Instructions for the task: Copy out every one of the rows below word for word, leaving out the pictures.

Materials provided:
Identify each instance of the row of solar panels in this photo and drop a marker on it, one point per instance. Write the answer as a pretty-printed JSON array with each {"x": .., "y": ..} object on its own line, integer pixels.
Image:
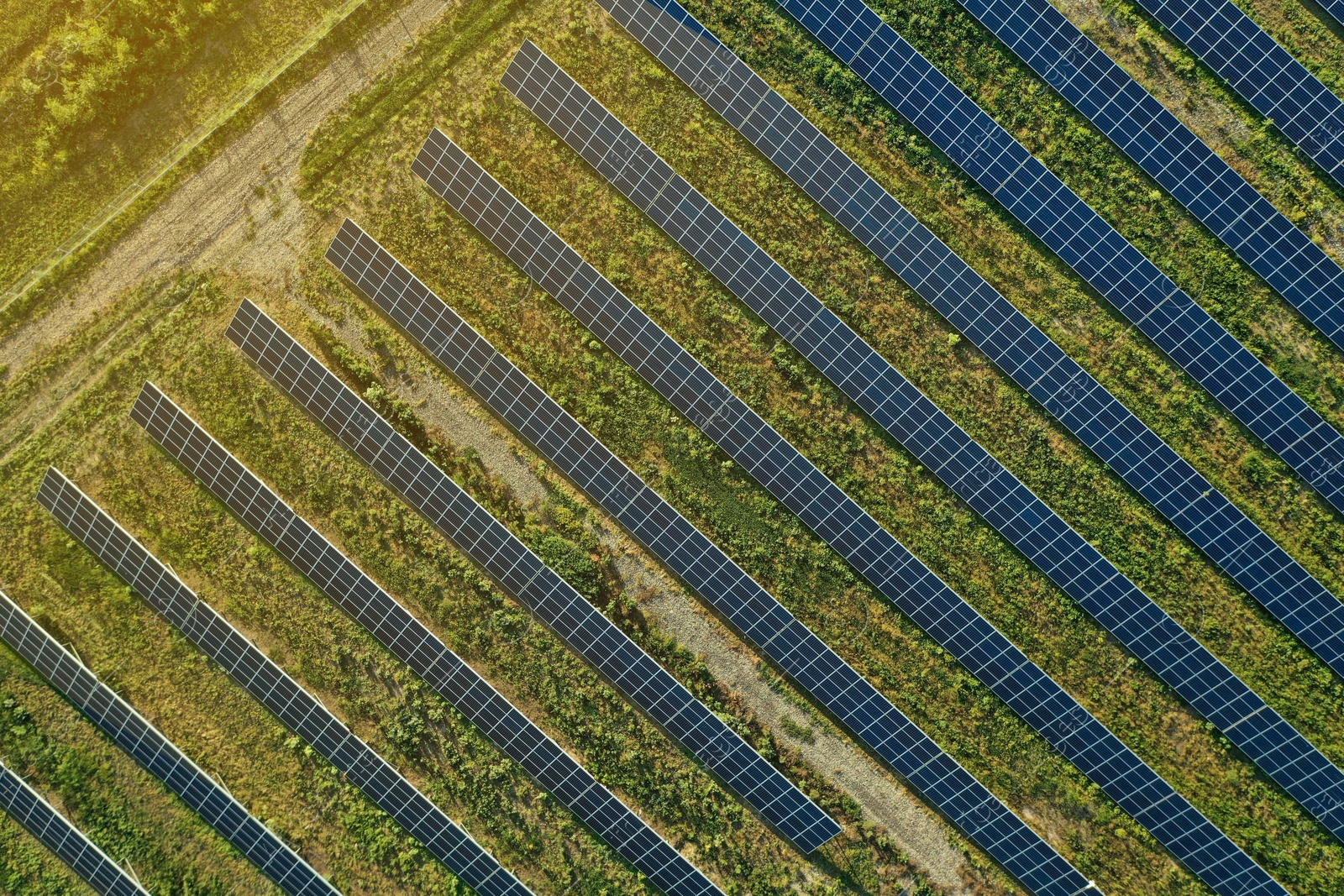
[
  {"x": 974, "y": 473},
  {"x": 874, "y": 553},
  {"x": 938, "y": 434},
  {"x": 1074, "y": 231},
  {"x": 1173, "y": 486}
]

Result of this exercise:
Identify each instance of the row of solar panels in this photo and drop a marker on it, one point per instance. Write the answer as a pretty-printed JSON array with each {"x": .., "y": ..} object on its own line, integer pixels.
Image:
[
  {"x": 974, "y": 473},
  {"x": 874, "y": 553},
  {"x": 938, "y": 434},
  {"x": 1074, "y": 231},
  {"x": 1173, "y": 486}
]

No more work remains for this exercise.